Given problem 1: From the light pollution article, extract the exact passage that begins at the words "That has had" and stops after the words "and Hudson county.".
Given problem 2: List every feature that the light pollution article gives for the more targeted lights it proposes as the answer to light pollution.

As artificial light has spread across, cities roads and through industry, unadulterated night skies have become something of a rarity. That’s a particular bugbear for astronomers — artificial light obscures their view of the faintest objects. It can also have a negative influence on mental health and changes the ways animals forage for food and even reproduce.
That raises the obvious question of how to tackle light pollution effectively. The answer is with more targeted lights that switch on and off when needed, that point down rather than up or horizontally and with spectra that can be more easily filtered.
But before the process of change can start, policy makers need to understand how their regions compare with other similar ones. The general view is that areas of high population density pollute more than areas of low density. But actual light emissions vary in a more fine-grained and subtle way.
Enter Fabio Falchi at the Light Pollution Science and Technology Institute in Thiene, Italy, and a number of colleagues, who have developed a way to compare the pollution from similar areas in an objective way. The team has used this new approach to identify the worst offenders in the U.S. and in Europe in terms of the amount of light emitted per capita and by GDP.
Worst offenders
Their analysis reveals some surprising effects. For example, densely populated cities are by no means the worst offenders. Indeed, some cities in Europe and the U.S. are among the best performers.
By contrast, some of the least densely populated areas turn out to rank poorly by this measure, producing a great deal of light per capita because of light produced by industry. Indeed, the worst-performing areas in the team’s new league tables are something of a revelation.
First some background. Falchi and colleagues have long studied light pollution using satellite images of the Earth at night. These images clearly show the way artificial illumination beams into space from cities, roads, industries and the like across the planet.
That has had significant affects. In Europe, for example, pristine skies have all but vanished. Just a few places in Scotland, Sweden and Finland can still boast them. The brightest skies in Europe are in Delft in the Netherlands, probably the result of nighttime lighting in greenhouses. “We found 6,800-fold differences between the most and least polluted regions in Europe,“ say Falchi and co.
The difference is even starker in the U.S. — a 200,000-fold difference in light pollution. The darkest skies are unsurprisingly in Alaska while the most polluted are in the metropolitan areas of the District of Columbia, New York county and Hudson county.

Supplied data:
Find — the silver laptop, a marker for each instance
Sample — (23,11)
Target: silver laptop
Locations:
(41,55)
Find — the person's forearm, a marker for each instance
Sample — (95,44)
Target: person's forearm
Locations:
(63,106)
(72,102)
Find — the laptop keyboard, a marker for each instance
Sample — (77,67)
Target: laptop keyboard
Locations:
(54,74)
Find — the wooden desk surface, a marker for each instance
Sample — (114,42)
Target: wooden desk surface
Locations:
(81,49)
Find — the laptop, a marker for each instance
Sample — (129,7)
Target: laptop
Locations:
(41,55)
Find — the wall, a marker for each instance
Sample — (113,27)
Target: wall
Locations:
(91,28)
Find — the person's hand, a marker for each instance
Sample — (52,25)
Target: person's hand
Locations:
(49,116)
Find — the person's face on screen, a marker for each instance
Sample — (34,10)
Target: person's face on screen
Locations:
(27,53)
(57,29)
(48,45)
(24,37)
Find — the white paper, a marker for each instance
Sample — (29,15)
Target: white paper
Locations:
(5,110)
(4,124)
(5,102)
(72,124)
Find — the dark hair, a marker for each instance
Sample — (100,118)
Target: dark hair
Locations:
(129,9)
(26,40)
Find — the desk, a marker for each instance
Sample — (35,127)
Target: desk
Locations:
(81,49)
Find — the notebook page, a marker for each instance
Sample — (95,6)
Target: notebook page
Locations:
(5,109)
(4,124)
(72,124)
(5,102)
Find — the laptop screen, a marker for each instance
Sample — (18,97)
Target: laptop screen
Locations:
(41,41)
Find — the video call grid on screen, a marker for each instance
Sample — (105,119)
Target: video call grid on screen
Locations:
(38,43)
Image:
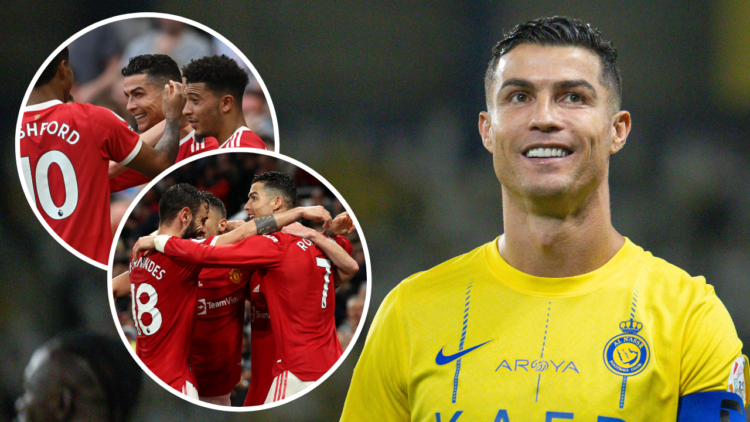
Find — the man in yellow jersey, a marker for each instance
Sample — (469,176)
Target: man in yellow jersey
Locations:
(561,317)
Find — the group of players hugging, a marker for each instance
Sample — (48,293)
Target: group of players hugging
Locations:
(189,293)
(75,155)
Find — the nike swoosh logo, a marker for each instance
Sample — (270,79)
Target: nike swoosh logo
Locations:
(441,359)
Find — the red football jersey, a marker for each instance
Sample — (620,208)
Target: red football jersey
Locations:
(188,147)
(262,346)
(297,278)
(65,152)
(244,138)
(216,348)
(164,292)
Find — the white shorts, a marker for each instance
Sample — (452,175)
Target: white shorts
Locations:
(286,384)
(219,400)
(189,390)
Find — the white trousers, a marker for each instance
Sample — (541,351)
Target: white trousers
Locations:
(286,384)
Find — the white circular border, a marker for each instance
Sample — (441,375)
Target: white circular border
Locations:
(221,38)
(335,365)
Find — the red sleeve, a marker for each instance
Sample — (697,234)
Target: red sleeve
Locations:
(127,180)
(115,138)
(344,243)
(192,147)
(250,254)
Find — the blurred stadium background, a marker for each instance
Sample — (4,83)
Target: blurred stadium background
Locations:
(382,100)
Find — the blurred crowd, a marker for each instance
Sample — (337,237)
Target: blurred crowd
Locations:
(98,56)
(229,176)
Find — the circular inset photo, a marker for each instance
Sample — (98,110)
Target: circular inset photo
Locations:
(120,102)
(239,280)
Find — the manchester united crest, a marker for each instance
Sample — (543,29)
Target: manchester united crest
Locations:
(627,354)
(235,275)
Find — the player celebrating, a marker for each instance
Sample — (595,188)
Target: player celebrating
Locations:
(214,88)
(164,291)
(561,317)
(216,345)
(65,151)
(144,79)
(296,275)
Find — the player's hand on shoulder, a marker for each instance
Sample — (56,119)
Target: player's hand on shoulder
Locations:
(317,213)
(232,225)
(297,229)
(143,244)
(342,224)
(173,100)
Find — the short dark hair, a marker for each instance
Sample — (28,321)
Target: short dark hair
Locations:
(178,197)
(561,31)
(221,75)
(51,69)
(216,204)
(114,368)
(159,68)
(281,183)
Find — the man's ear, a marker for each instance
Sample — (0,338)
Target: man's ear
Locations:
(621,129)
(485,131)
(185,215)
(278,203)
(227,102)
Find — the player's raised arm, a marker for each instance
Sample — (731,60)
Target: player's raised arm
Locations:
(152,161)
(150,137)
(271,223)
(340,225)
(346,266)
(121,285)
(254,252)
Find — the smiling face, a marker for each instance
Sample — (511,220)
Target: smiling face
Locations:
(144,101)
(203,110)
(214,223)
(260,202)
(196,226)
(550,124)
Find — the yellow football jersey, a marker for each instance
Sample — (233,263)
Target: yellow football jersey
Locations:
(474,339)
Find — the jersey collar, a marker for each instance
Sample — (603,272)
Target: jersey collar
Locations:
(563,286)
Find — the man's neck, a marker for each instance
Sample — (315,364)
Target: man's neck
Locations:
(572,241)
(232,122)
(43,94)
(173,229)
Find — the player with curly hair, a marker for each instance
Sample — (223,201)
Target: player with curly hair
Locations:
(144,78)
(214,89)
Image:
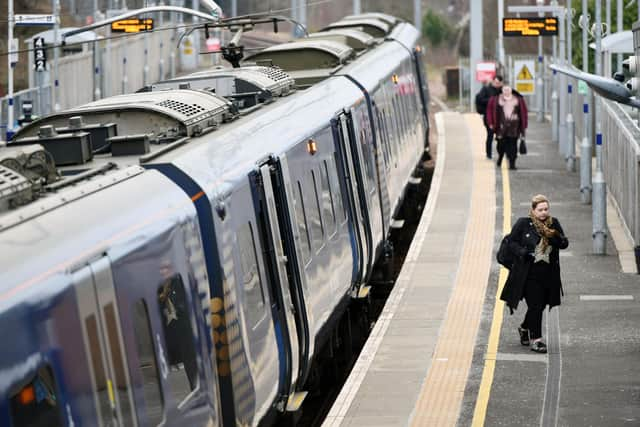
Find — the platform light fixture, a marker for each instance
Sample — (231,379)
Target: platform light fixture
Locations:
(312,146)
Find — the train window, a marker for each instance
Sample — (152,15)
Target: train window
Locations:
(254,307)
(301,216)
(328,207)
(317,228)
(36,403)
(337,193)
(95,348)
(153,399)
(118,365)
(178,335)
(387,133)
(383,140)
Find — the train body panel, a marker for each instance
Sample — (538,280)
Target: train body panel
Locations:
(97,338)
(201,288)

Complete answer 1:
That has had significant affects. In Europe, for example, pristine skies have all but vanished. Just a few places in Scotland, Sweden and Finland can still boast them. The brightest skies in Europe are in Delft in the Netherlands, probably the result of nighttime lighting in greenhouses. “We found 6,800-fold differences between the most and least polluted regions in Europe,“ say Falchi and co.
The difference is even starker in the U.S. — a 200,000-fold difference in light pollution. The darkest skies are unsurprisingly in Alaska while the most polluted are in the metropolitan areas of the District of Columbia, New York county and Hudson county.

Complete answer 2:
- They switch on and off when needed.
- They point down rather than up or horizontally.
- They have spectra that can be more easily filtered.